Region annotation entries
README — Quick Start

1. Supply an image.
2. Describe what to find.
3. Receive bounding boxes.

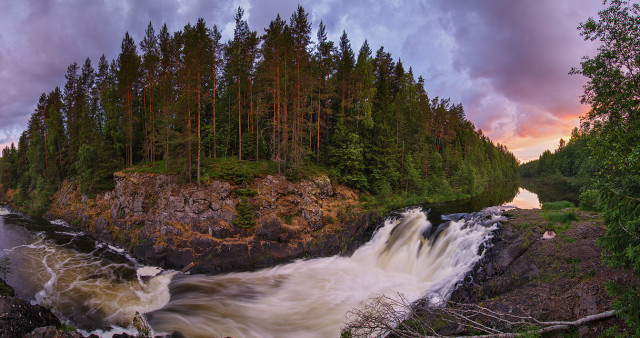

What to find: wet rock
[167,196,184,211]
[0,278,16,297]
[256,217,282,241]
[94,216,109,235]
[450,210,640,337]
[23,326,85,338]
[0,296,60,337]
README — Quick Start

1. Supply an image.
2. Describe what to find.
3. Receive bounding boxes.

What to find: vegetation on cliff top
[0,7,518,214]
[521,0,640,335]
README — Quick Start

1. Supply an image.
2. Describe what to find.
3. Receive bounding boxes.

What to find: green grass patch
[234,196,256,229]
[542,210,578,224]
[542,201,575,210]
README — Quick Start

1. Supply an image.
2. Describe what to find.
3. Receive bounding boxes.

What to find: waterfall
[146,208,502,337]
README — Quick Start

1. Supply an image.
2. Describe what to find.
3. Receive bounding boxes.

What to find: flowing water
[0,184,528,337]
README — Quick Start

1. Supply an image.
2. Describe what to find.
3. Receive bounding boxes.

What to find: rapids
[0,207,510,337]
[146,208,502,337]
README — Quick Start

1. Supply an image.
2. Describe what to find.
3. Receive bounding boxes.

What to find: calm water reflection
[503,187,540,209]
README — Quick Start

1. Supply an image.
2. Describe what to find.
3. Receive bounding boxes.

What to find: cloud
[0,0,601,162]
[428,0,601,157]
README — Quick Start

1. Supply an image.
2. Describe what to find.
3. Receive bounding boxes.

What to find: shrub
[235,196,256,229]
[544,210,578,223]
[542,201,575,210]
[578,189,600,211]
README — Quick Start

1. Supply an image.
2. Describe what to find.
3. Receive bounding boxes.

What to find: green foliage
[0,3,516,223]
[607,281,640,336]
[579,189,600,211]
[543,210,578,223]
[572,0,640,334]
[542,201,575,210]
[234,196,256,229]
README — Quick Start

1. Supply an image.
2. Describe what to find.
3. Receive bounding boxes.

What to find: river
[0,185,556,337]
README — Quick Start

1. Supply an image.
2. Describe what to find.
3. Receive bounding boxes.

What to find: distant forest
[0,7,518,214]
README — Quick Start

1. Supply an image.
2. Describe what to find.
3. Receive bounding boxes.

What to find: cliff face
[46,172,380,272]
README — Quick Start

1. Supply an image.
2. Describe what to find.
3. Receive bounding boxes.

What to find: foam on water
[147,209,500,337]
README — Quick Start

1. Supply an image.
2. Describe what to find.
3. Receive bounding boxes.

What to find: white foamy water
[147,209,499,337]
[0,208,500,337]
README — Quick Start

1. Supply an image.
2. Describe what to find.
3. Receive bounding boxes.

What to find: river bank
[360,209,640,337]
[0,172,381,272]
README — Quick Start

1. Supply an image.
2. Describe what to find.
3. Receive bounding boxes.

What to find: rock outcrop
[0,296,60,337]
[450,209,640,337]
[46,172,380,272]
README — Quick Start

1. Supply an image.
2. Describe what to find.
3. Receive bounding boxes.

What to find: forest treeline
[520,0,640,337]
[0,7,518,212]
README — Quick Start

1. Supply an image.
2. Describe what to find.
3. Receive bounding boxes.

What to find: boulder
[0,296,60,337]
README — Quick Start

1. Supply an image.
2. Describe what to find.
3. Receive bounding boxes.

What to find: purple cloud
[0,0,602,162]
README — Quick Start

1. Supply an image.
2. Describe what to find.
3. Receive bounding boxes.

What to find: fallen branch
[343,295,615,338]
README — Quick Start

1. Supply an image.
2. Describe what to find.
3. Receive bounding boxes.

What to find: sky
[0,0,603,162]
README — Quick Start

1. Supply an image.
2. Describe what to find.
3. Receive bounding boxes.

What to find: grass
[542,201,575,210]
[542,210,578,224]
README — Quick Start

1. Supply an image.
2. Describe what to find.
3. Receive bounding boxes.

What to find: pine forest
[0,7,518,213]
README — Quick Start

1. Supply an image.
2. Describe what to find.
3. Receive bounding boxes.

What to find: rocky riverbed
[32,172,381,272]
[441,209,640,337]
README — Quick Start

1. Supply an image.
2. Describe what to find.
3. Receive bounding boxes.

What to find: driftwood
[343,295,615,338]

§ **Written problem**
Extract every line of the records that contains the word "forest".

§ **Answer below**
What to find: distant forest
What to find: forest treeline
What to find: pine forest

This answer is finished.